— DATA SUPPLIED —
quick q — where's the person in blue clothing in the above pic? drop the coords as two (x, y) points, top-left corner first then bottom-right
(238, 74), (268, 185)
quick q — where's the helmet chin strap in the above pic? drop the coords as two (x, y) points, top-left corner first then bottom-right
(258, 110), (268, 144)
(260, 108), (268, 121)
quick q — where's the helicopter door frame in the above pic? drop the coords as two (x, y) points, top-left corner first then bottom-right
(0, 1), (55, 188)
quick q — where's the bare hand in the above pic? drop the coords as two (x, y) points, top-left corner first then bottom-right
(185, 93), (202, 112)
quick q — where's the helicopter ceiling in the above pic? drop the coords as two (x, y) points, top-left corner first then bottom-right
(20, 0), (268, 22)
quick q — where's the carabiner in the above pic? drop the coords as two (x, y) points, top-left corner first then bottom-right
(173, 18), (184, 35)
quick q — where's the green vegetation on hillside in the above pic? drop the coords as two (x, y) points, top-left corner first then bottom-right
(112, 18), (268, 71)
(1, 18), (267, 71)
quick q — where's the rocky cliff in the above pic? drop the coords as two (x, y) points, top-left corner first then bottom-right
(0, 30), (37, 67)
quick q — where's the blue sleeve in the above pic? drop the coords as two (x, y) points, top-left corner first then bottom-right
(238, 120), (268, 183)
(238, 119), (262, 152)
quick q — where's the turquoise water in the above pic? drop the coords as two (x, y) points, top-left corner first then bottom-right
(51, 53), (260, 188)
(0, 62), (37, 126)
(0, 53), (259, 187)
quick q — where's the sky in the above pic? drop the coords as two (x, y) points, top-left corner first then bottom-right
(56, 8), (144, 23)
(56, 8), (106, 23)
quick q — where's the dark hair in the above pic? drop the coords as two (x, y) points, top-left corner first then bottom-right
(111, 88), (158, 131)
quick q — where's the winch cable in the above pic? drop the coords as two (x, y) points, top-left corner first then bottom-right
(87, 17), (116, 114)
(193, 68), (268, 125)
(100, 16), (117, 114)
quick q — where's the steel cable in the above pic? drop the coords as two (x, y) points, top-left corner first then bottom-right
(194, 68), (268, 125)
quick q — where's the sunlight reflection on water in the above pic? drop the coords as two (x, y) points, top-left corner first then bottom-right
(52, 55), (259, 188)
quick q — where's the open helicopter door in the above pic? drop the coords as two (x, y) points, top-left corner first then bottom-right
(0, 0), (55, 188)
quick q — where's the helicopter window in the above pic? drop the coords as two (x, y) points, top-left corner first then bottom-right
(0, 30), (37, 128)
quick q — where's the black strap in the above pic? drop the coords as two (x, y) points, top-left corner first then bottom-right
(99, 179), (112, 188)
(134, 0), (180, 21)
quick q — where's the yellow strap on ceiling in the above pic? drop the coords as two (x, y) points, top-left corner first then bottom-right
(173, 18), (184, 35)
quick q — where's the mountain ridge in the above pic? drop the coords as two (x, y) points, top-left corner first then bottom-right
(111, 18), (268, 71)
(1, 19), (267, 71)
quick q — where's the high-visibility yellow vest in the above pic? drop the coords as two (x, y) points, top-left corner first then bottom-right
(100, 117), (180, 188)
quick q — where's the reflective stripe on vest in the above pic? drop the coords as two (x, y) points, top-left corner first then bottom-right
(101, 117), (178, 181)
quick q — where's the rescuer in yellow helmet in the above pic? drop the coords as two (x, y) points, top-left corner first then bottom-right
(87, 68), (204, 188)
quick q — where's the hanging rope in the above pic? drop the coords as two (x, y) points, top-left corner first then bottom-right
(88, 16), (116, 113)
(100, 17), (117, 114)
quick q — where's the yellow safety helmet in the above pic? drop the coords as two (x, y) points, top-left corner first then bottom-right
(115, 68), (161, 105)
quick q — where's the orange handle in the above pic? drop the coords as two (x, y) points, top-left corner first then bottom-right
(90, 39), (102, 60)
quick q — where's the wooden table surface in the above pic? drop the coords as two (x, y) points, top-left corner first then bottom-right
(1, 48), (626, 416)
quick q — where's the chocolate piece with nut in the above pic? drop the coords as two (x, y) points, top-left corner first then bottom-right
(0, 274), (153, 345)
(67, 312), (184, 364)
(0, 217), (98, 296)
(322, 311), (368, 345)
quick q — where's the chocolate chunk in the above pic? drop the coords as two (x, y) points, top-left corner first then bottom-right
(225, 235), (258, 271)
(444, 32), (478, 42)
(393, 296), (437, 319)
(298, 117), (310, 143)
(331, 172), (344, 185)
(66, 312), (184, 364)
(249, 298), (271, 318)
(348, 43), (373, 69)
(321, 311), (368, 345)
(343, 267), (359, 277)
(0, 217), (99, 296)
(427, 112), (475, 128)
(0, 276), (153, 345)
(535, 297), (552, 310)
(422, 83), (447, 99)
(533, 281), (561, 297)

— ASSIGNMENT —
All lines from the one that contains "quick q — where's the wooden" through the end of the material are to be quoted exactly, with both ends included.

— OUTPUT BELOW —
quick q — where's the wooden table surface in the above pic? drop the coords as two (x, y) points, top-left corner first then bottom-right
(1, 48), (626, 416)
quick q — where's the chocolate piece with nut in the above pic? drop the coords as two (x, y) points, top-left corner first then bottom-right
(0, 274), (153, 345)
(67, 312), (184, 364)
(0, 217), (98, 296)
(322, 311), (368, 345)
quick q — where's the chocolate chunk in the above pic? drop the coords as two (x, y) points, top-left corner first then bottom-right
(225, 235), (258, 271)
(444, 32), (478, 42)
(393, 296), (437, 319)
(298, 117), (310, 143)
(331, 172), (344, 185)
(66, 312), (184, 364)
(249, 298), (271, 318)
(348, 43), (373, 69)
(321, 311), (368, 345)
(343, 267), (359, 277)
(0, 217), (99, 296)
(427, 112), (475, 128)
(0, 276), (153, 345)
(535, 297), (552, 310)
(422, 83), (447, 99)
(533, 281), (561, 297)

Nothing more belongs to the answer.